Les Donneurs, Joliette (Québec) le 4 novembre 2011

Lecture par Gaëtan Brulotte sur le thème de la Tendresse

Lecture en 3 minutes du romancier japonais et prix Nobel de littérature, Yanusari Kawabata, Les Belles endormies (Albin Michel-Hachette, Livre de poche, 1970), p. 12-13, 26,36.
Ce roman est une profonde réflexion sur le désir, la beauté, et une initiation à la tendresse dans un cadre très inhabituel, celui d'une maison close strictement réservée à des vieillards qui ont perdu leur virilité, et à qui on permet de dormir sous somnifère auprès de jeunes femmes elles-mêmes endormies sous l'effet d'un puissant narcotique.
On pénètre dans ce lieu étrange par le vieil Eguchi, le héros, dont c'est la première expérience avec les Belles endormies. Il a 67 ans.

EXTRAITS LUS
"Devant la beauté imprévue de la fille, le vieil homme eut le souffle coupé. Sa beauté n'était pas la seule chose imprévue. Sa jeunesse l'était tout autant. Elle lui faisait face, étendue sur le côté gauche, le visage seul découvert; son corps était invisible, mais sans doute n'avait-elle pas vingt ans encore. Dans la poitrine d'Eguchi, ce fut comme si un coeur nouveau déployait ses ailes.(…)
"Tu dors? Tu ne te réveilles pas?"

########################################

**À FAIRE**
• A. Relevez tous les noms de personnes, réelles ou personnages, qui figurent dans le texte cité.
• B. Repérez dans les lignes ci-dessous toutes celles qui contiennent la chaîne "shirt", en tenant compte des majuscules et des minuscules, puis recopiez-les.
Le texte cité n'a aucun rapport avec les lignes qui suivent.

(Relevés de pointage)
########################################

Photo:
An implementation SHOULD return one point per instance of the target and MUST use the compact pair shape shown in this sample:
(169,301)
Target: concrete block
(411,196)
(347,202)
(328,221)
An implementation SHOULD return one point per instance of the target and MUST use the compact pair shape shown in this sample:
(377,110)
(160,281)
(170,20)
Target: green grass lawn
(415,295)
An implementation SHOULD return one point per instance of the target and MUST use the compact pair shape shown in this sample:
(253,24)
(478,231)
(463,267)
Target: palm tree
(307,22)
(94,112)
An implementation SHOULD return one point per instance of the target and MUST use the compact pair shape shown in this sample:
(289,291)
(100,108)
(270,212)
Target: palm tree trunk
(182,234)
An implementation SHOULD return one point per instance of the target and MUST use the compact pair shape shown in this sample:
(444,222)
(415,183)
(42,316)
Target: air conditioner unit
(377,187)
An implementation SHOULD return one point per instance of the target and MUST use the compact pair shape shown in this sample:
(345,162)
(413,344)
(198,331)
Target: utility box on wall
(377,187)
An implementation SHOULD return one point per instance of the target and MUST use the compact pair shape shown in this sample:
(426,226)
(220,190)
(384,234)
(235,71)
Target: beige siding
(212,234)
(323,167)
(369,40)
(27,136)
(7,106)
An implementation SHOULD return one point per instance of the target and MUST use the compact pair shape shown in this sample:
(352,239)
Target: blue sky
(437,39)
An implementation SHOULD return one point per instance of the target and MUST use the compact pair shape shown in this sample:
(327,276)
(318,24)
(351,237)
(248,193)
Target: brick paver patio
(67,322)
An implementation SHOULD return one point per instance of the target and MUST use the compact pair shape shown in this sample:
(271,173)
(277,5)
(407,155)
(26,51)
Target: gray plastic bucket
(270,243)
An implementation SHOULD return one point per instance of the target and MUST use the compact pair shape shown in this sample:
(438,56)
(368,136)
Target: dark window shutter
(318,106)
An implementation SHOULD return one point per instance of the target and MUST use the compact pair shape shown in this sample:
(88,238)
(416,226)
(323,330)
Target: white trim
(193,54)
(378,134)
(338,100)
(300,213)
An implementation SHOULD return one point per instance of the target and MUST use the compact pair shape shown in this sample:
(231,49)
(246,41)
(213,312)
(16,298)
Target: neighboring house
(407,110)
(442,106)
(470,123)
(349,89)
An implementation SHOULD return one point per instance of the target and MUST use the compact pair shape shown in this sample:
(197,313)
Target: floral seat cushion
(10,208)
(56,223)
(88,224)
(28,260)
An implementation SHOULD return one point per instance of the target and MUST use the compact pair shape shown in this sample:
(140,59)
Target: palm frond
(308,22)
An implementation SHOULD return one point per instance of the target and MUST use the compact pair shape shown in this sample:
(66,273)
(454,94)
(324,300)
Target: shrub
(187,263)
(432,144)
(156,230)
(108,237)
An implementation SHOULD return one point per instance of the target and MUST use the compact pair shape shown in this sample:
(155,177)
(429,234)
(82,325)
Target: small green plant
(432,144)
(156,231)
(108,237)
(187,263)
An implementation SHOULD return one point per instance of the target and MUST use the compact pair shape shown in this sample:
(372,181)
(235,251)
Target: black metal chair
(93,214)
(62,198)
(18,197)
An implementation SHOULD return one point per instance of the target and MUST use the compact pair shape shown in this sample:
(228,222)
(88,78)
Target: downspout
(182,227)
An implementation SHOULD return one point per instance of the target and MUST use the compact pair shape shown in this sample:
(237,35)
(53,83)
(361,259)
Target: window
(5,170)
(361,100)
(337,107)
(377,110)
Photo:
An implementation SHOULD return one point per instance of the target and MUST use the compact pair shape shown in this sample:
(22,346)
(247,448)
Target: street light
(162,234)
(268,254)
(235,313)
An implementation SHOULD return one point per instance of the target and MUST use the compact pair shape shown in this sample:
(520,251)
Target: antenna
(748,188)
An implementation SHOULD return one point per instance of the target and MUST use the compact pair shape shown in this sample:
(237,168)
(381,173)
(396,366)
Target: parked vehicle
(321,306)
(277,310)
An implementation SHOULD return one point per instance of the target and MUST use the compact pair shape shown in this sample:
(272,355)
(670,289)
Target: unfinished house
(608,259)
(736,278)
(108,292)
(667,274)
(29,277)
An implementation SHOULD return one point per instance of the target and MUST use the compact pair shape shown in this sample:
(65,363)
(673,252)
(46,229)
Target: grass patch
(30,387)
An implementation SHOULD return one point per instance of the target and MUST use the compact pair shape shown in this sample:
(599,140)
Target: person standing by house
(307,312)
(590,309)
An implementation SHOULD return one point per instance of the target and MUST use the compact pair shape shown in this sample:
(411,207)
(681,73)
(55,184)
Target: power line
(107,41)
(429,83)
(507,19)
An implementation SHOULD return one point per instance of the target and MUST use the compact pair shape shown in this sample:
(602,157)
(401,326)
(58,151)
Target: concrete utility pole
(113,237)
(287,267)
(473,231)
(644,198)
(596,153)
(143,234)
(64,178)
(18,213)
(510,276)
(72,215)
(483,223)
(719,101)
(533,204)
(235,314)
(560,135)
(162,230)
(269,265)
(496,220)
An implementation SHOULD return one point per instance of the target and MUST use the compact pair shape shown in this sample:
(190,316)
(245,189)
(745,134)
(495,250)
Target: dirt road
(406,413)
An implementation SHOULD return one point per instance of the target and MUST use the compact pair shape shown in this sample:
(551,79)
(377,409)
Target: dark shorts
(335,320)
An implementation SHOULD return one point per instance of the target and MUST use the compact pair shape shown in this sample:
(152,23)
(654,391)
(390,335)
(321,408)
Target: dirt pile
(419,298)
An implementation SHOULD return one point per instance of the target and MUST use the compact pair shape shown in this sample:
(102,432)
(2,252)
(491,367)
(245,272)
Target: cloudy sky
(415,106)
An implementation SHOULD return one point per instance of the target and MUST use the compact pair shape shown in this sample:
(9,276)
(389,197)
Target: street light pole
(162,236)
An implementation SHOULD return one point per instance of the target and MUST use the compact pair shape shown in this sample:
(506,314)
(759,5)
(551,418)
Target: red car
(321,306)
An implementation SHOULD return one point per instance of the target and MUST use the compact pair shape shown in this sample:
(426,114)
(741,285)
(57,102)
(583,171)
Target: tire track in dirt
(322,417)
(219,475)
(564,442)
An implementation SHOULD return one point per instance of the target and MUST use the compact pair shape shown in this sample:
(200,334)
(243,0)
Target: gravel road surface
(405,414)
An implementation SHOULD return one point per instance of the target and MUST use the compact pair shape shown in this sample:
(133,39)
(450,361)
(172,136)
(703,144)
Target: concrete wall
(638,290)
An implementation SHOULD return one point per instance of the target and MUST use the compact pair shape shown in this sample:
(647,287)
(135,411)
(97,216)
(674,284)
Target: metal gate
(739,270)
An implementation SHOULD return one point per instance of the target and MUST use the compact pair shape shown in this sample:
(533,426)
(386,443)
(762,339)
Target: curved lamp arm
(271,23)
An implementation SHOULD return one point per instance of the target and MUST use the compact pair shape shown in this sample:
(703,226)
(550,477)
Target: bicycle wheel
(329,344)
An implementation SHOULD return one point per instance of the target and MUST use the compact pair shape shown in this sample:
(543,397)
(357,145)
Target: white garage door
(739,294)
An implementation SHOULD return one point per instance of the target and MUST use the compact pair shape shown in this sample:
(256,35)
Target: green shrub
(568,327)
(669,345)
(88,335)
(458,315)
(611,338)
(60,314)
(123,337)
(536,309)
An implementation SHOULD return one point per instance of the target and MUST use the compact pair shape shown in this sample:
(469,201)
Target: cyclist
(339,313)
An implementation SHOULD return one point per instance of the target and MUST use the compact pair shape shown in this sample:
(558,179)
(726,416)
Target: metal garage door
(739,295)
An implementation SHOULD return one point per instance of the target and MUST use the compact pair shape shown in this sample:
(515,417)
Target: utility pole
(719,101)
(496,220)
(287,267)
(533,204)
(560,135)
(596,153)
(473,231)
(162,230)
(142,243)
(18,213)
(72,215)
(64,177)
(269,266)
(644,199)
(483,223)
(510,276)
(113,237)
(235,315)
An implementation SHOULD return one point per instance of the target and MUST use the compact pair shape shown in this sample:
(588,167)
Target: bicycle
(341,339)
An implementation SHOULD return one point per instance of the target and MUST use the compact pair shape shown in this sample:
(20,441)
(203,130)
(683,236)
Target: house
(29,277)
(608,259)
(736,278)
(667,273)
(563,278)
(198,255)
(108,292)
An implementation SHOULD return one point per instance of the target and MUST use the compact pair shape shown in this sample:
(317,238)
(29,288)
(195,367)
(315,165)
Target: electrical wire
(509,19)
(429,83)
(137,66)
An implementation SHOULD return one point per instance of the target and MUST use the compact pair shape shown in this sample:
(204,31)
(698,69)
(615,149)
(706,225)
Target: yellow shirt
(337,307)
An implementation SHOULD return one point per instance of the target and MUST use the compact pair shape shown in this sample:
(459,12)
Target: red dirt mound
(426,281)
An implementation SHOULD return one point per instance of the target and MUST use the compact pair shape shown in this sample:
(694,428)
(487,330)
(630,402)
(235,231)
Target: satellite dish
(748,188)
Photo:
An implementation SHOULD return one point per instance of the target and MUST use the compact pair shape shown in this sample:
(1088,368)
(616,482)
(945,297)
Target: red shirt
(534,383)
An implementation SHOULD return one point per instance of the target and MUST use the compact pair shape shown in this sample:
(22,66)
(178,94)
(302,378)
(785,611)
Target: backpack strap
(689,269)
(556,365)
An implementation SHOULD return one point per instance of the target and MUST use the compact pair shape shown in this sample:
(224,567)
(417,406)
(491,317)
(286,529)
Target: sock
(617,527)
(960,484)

########################################

**BONNES RÉPONSES**
• A. Gaëtan Brulotte, Yanusari Kawabata, Eguchi

• B.
Target: yellow shirt
Target: red shirt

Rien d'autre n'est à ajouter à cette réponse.